[EXCERPT TO READ — start]
Our life goes through so many changes, and eventually we get accustomed to it. For some, it’s much harder to adjust, and brings with a whole lot of anxiety and discomfort.
Before the pandemic, most people were anxious about staying at home, but after a point they got into the habit and dealt with it. Now when things are gradually getting back to normal, people are trying to step out and resume activities that they would partake in earlier. Of course, they had some initial anxiety but they got over it!
That’s not the same for some people—they just can’t get themselves to stop worrying about what’s going to happen if they step out of their houses. “It is this over thinking that is leading to paranoia. This kind of anxiety isn’t normal and that’s why it is called out to be pathological in nature,” explains Dr. Santosh Bangar, consultant psychiatrist, Global Hospital, Mumbai.
“When a person suffers from re-entry syndrome, he literally gets a cultural shock. Such people are easily recognizable, as they are worked up about everything. They’ll overdo the precautions, get paranoid if someone sneezes in front of them, thinking they might be infected as well. And of course, they just avoid going out due to this paranoia”, Dr Bangar explains.
How re-entry syndrome affects a person?
“Heading out after so long might make you over anxious about how you’re going to cope up with this new normal. People who are affected with this condition suffer from abnormal sleeping patterns, loss in appetite, and all you’ll see them doing is looking for symptoms and checking updates around it”, he said.
He adds, “People are paranoid because this is new for them and there is no cure as of now. If you look at the data, people die more due to TB in India than Covid-19. Moreover, due to this syndrome, their brain gets so overworked that they take the help of sleeping pills, alcohol, and other drugs to divert their attention.”
[EXCERPT TO READ — finish]
### DIRECTIONS
• A. In the re-entry syndrome article, what job does Dr. Santosh Bangar hold, and where?
• B. Put this sentence from the re-entry syndrome article into Spanish: "Such people are easily recognizable, as they are worked up about everything."
• C. Write what comes next in the re-entry syndrome article, picking up after its final sentence.
[DATA EXTRACT — start]
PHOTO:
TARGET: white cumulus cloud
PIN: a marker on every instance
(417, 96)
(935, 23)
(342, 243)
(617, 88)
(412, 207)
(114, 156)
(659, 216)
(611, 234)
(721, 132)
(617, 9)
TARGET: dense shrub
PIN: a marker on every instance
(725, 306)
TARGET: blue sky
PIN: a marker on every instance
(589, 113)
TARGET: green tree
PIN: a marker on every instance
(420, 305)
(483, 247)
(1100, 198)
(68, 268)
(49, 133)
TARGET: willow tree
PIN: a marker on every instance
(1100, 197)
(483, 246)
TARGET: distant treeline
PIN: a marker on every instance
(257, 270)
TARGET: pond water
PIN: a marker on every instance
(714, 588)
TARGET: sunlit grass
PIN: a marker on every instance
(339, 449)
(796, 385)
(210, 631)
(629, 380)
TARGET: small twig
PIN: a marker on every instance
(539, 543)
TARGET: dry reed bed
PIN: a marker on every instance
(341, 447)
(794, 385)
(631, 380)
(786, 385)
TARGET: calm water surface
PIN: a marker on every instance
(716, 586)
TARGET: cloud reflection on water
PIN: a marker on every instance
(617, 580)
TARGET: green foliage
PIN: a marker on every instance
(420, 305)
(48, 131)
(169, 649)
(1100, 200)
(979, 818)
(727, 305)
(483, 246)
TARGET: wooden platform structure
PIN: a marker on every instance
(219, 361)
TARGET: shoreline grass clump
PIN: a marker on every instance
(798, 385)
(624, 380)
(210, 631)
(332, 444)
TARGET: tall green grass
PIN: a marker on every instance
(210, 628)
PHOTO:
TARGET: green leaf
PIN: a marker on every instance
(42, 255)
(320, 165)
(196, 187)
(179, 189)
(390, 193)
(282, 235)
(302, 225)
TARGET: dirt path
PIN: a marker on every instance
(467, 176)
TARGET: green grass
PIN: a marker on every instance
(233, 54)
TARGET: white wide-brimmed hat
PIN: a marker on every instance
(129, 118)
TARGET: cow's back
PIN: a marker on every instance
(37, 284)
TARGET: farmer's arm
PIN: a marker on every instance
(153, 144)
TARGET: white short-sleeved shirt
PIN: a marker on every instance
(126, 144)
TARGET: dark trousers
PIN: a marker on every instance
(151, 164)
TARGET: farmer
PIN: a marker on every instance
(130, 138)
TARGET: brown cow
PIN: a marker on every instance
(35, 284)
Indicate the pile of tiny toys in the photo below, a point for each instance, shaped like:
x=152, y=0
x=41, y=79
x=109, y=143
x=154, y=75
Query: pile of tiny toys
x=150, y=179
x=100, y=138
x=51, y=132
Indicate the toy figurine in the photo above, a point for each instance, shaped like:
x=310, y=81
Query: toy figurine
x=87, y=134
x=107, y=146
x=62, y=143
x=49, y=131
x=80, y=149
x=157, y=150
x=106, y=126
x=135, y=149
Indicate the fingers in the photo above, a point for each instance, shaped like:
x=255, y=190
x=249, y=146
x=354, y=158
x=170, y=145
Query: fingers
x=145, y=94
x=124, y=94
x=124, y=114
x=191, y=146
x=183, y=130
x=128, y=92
[DATA EXTRACT — finish]
### TASK-BY-TASK RESULTS
• A. He is a consultant psychiatrist at Global Hospital, Mumbai.

• B. Esas personas son fáciles de reconocer, ya que todo las altera.

• C.
Here are the three ways that can help you embrace the ‘new normal’:
1. Don’t go overboard
Thinking way too much about the virus won’t make any difference. If you’re stepping out, make sure you take all the precautions and you’ll be fine. “Too much usage of sanitizers, and being fearful will make your case worse. Being nervous is fine, but you need to draw a line between being cautious and over fearful”, he said.
2. Stay away from negative news
“Covid-19 is a pandemic and of course you’ll hear about it a lot. Now you have to decipher what news to believe, and what to scrap. Also, blindly following every Whatsapp message or social media updates isn’t required, since you don’t know how true it is. Such things will only create hysteria and nothing else”, he explains.
3. Practice a relaxing technique
Suit yourself. If you find yoga makes you calm, go for it. Else, you can read a book, listen to music, or indulge in your favourite hobby to distract your mind from the information overload. Avoid negative thoughts and do not procrastinate, because it will just develop more fear and make it harder for you to embrace the new normal.
This too, shall pass, so don’t get so paranoid and be fearful at all times! Just ensure you take all the precautions, and slowly and steadily get ready to face the ‘post-Covid’ world!